■ **Exercise data**:

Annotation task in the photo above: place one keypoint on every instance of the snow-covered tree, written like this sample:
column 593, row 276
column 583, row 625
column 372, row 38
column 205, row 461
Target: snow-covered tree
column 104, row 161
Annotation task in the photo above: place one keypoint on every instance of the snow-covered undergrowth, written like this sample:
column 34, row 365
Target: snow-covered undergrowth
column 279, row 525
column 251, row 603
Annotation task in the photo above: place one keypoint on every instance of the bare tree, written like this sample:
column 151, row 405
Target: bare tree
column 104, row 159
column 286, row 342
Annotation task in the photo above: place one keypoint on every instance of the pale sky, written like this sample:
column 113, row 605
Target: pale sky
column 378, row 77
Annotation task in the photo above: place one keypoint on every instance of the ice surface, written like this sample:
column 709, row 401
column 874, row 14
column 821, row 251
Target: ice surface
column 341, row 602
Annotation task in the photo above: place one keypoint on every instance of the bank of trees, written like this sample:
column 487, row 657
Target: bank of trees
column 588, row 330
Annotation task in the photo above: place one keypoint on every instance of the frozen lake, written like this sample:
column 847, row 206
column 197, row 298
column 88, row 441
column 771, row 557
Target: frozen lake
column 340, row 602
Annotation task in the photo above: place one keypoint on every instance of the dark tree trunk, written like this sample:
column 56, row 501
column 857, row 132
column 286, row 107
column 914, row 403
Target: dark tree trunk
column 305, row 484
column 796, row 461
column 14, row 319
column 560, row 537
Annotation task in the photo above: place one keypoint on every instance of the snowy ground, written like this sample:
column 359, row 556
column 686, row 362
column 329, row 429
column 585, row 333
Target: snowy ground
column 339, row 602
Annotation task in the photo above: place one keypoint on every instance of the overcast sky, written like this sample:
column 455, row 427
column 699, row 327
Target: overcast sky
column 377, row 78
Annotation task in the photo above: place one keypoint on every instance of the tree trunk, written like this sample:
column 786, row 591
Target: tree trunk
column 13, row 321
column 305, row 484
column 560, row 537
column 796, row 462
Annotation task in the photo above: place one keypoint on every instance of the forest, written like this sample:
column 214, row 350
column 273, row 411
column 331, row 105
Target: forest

...

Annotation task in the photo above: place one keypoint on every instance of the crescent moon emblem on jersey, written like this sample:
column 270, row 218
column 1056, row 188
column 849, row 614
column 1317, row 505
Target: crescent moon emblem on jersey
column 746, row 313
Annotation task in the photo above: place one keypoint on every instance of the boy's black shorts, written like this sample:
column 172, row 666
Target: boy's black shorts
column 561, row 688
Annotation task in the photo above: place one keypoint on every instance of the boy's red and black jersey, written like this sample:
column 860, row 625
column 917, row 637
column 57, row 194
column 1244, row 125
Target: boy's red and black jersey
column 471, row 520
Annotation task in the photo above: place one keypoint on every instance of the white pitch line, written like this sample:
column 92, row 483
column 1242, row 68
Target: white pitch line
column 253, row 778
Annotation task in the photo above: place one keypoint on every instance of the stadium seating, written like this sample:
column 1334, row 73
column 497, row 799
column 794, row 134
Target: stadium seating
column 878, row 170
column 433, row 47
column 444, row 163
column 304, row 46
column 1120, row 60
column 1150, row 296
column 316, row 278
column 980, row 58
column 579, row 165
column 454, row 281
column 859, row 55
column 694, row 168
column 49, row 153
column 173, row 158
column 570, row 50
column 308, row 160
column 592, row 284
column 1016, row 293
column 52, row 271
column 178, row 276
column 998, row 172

■ **Task description**: For this exercise, please output exactly the lines above starting at the line with "snow-covered tree, written" and ending at the line with "column 487, row 657", ends included.

■ **Answer to the exercise**:
Annotation task in the photo above: place one keypoint on every instance of the snow-covered tree, written like this sample:
column 593, row 276
column 583, row 625
column 372, row 38
column 205, row 461
Target: snow-covered tree
column 104, row 161
Annotation task in the photo above: place one keypoint on every instance of the snow-covered undergrowth, written like this sample:
column 34, row 365
Target: snow-covered undergrowth
column 279, row 525
column 251, row 603
Annotation task in the photo above: place one keypoint on every instance of the bare tree, written like this sample:
column 151, row 405
Target: bare tree
column 104, row 159
column 286, row 342
Annotation task in the photo above: place one keypoint on every instance of the pale sky, written like this sample:
column 113, row 605
Target: pale sky
column 378, row 77
Annotation task in the photo above: place one keypoint on every instance of the ice surface, written like this sample:
column 709, row 401
column 874, row 14
column 821, row 251
Target: ice surface
column 341, row 602
Annotation task in the photo above: place one keypoint on every instance of the bank of trees, written like this sample:
column 487, row 657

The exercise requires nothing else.